Only the lines from the one containing "Find white hair." to the end of the entries should be written out, each exactly as it stands, both ends included.

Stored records
..........
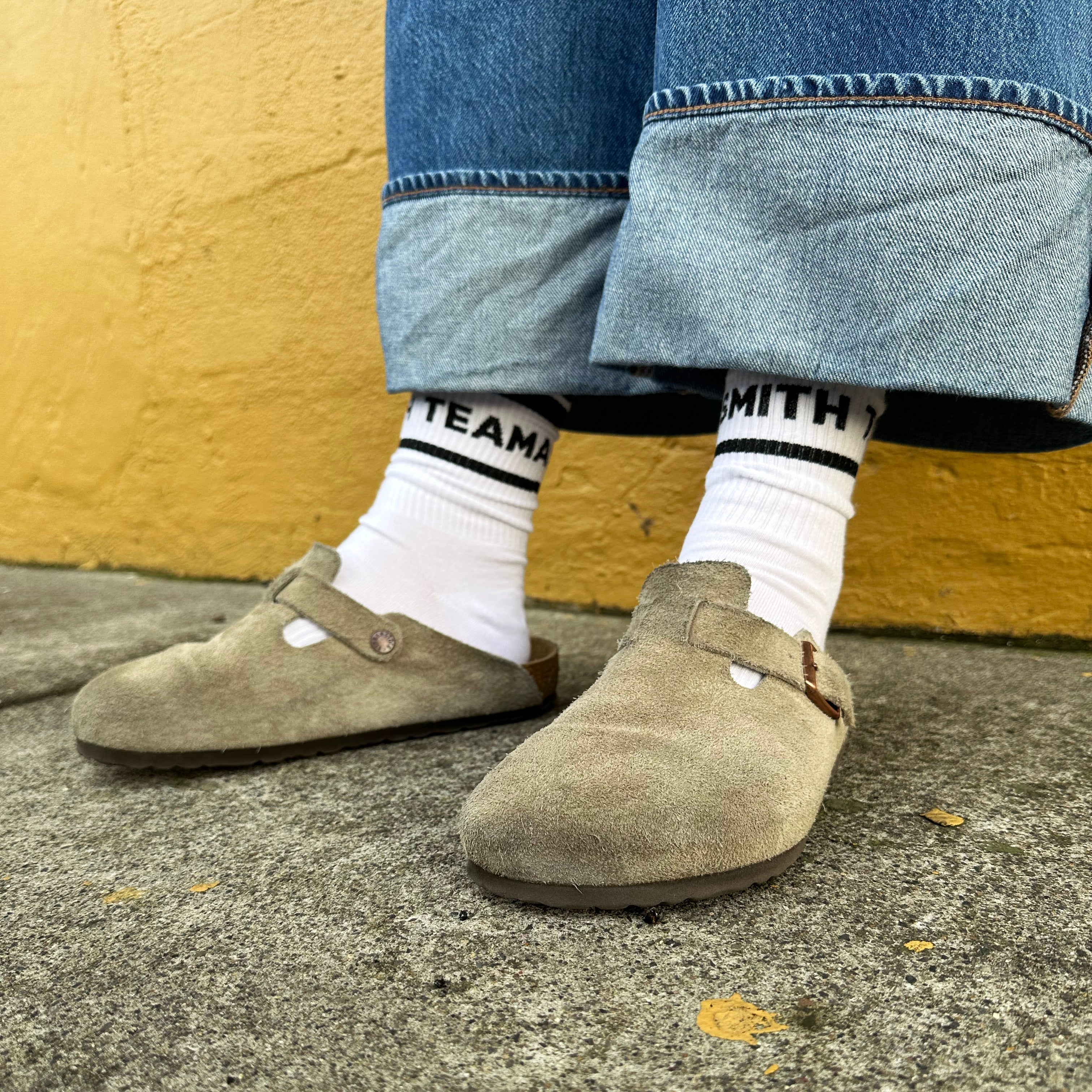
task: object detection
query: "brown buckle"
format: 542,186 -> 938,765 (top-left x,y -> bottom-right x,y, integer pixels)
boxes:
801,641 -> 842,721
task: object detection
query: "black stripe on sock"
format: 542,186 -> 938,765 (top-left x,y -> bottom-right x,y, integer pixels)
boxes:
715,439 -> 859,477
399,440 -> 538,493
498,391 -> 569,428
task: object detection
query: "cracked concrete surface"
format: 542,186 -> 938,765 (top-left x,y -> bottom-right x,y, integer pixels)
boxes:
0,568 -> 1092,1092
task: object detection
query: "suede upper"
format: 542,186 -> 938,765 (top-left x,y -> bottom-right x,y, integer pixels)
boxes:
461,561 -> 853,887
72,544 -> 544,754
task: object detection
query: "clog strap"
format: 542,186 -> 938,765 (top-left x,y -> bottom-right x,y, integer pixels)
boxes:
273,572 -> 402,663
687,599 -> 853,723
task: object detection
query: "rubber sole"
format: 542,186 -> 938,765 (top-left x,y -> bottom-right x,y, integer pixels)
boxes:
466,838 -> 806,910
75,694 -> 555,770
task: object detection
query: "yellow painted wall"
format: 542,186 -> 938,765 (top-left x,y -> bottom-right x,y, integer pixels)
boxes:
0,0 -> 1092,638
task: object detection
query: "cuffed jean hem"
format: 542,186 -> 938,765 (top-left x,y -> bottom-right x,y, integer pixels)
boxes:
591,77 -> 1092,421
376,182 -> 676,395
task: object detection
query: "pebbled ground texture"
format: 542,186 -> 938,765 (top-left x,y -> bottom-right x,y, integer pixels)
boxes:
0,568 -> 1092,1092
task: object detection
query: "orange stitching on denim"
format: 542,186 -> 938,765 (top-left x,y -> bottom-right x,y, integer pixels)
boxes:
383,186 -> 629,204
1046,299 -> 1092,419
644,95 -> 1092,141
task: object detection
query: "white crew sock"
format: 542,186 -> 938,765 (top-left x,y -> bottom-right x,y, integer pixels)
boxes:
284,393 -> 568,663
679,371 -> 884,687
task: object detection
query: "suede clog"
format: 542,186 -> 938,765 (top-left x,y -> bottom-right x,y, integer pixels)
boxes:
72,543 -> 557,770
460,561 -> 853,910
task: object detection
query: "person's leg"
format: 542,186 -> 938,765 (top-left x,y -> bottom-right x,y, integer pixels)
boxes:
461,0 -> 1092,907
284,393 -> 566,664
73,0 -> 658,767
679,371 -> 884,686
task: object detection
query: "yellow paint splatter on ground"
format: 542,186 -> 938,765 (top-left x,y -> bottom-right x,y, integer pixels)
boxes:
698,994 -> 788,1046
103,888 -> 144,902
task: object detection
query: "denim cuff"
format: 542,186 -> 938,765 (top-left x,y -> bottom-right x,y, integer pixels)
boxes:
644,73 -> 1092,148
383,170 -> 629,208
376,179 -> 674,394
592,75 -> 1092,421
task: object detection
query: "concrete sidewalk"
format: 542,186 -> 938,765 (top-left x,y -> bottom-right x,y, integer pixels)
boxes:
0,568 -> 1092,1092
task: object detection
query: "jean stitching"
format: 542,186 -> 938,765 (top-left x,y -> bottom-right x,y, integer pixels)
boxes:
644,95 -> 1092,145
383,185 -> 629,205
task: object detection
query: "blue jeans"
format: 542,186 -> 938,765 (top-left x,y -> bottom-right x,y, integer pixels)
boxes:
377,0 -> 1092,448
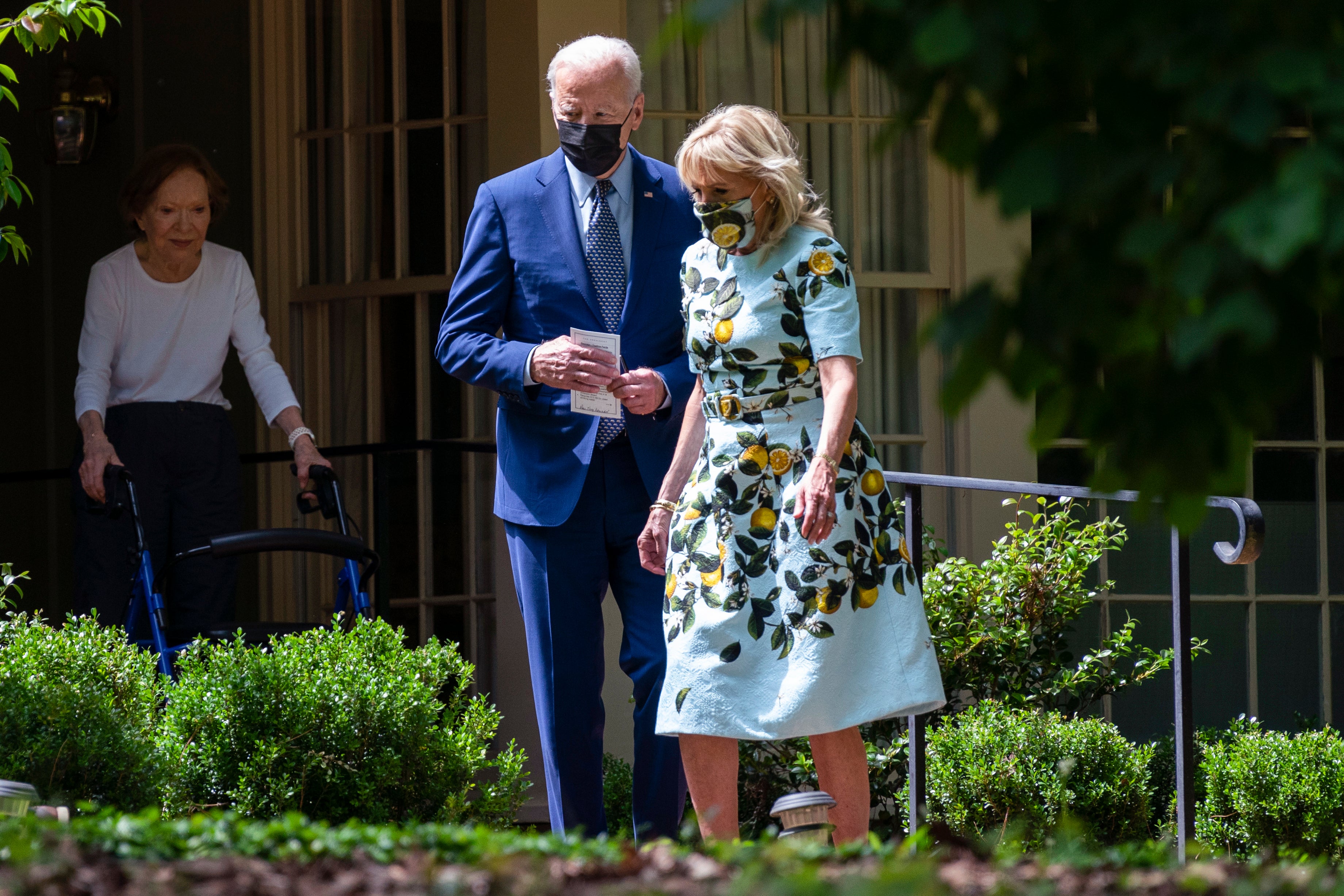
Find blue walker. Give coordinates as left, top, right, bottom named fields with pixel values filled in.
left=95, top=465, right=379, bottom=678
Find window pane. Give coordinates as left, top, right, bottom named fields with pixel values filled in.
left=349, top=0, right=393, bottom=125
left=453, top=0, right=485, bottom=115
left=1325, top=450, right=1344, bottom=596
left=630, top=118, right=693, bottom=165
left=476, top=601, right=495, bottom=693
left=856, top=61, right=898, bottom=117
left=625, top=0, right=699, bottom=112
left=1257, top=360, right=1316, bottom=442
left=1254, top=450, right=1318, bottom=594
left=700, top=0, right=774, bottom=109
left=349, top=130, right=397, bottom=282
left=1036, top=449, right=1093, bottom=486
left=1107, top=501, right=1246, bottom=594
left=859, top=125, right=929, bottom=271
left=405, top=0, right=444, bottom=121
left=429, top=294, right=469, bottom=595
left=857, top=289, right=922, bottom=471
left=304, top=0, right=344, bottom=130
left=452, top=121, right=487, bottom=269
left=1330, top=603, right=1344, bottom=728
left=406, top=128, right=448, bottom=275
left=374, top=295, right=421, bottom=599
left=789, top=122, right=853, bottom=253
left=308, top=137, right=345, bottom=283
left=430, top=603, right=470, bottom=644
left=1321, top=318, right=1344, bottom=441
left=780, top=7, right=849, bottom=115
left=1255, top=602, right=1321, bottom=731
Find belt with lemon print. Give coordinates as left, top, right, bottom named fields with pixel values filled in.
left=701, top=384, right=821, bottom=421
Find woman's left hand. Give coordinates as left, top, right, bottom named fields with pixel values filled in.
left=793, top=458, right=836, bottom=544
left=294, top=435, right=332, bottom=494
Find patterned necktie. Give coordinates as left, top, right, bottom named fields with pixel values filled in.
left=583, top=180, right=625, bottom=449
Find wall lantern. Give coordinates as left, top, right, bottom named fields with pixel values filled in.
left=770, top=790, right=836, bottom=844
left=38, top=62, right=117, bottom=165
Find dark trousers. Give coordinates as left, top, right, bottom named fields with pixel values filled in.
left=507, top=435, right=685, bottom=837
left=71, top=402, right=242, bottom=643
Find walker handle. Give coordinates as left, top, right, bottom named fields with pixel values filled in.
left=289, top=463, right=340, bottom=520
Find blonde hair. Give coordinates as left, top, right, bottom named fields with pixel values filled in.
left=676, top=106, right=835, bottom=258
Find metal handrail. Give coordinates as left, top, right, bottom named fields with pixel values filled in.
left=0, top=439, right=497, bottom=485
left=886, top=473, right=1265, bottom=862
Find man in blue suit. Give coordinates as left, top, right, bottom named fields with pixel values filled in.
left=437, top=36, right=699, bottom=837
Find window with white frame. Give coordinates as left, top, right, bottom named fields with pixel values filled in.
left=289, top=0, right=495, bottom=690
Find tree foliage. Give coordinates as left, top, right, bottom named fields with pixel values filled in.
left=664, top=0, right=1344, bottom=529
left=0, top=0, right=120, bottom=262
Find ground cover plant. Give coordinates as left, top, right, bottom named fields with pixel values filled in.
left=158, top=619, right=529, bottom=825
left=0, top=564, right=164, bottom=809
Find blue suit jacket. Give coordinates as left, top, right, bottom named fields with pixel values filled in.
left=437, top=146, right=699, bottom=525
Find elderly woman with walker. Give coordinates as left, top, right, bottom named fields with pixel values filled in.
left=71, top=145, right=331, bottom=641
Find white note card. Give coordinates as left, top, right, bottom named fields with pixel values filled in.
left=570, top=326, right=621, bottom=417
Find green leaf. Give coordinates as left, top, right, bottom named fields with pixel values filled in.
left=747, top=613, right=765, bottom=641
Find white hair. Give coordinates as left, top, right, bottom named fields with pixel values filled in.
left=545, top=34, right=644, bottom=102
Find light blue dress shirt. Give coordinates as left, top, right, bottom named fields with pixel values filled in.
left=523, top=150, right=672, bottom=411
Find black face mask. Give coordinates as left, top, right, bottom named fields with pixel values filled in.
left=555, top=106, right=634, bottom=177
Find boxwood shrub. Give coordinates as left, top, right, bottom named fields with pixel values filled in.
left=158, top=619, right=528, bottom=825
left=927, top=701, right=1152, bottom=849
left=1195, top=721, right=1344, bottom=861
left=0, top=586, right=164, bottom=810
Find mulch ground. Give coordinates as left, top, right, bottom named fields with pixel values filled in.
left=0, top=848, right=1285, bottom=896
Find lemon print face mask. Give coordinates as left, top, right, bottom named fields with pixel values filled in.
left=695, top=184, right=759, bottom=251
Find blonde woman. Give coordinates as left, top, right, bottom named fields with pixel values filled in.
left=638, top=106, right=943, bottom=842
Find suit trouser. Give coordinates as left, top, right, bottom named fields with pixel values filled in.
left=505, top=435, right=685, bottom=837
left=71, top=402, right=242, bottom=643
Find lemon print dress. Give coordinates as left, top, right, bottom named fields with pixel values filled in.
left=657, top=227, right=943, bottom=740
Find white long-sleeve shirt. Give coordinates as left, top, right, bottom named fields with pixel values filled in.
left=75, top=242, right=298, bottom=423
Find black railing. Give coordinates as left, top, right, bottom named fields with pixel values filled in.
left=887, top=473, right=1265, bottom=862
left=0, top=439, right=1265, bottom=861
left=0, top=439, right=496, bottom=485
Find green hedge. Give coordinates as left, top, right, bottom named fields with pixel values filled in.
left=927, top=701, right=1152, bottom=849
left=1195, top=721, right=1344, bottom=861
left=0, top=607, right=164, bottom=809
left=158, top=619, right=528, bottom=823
..........
Task response:
Find white hair. Give coordinates as left, top, right, bottom named fields with pixel values filled in.
left=545, top=34, right=644, bottom=102
Find light blue dress shirt. Give coordinates as left, top, right, bottom named fields with pixel values filled in.
left=523, top=150, right=672, bottom=411
Find black face mask. Give coordinates as left, top, right, bottom named fields with pixel values filled in.
left=555, top=106, right=634, bottom=177
Find boxwood shrub. Give coordinates as left, top, right, bottom named fields with pixel values filled in.
left=158, top=619, right=528, bottom=825
left=927, top=701, right=1152, bottom=849
left=1195, top=721, right=1344, bottom=861
left=0, top=586, right=164, bottom=810
Find mulch ground. Give coordinates as left, top, right, bottom named fields with pixel values filled in.
left=0, top=848, right=1285, bottom=896
Find lemon print face mask. Give coordinates as left, top, right, bottom named fields with pixel values filled in.
left=695, top=184, right=759, bottom=251
Find blonde woman. Give coordinates as left, top, right, bottom named fields with pixel values filled in.
left=638, top=106, right=943, bottom=842
Find suit trouser. Give coordinates as left, top, right, bottom named fields with pixel values filled in.
left=505, top=435, right=685, bottom=837
left=71, top=402, right=242, bottom=643
Find lemon print dress. Give coordinates as left, top, right, bottom named fields with pixel values filled in.
left=657, top=227, right=943, bottom=740
Find white long-sleeve shirt. Give coordinates as left, top, right, bottom named fields with pixel values filled in.
left=75, top=242, right=298, bottom=423
Find black railing. Give coordinates as left, top, right, bottom named fields with pixel values filled in.
left=887, top=473, right=1265, bottom=862
left=0, top=439, right=1265, bottom=861
left=0, top=439, right=496, bottom=485
Find green hedge. Give coordinates as left, top, right, bottom named fields with pixel values filled in.
left=927, top=701, right=1152, bottom=849
left=1195, top=721, right=1344, bottom=861
left=0, top=607, right=164, bottom=809
left=158, top=619, right=528, bottom=823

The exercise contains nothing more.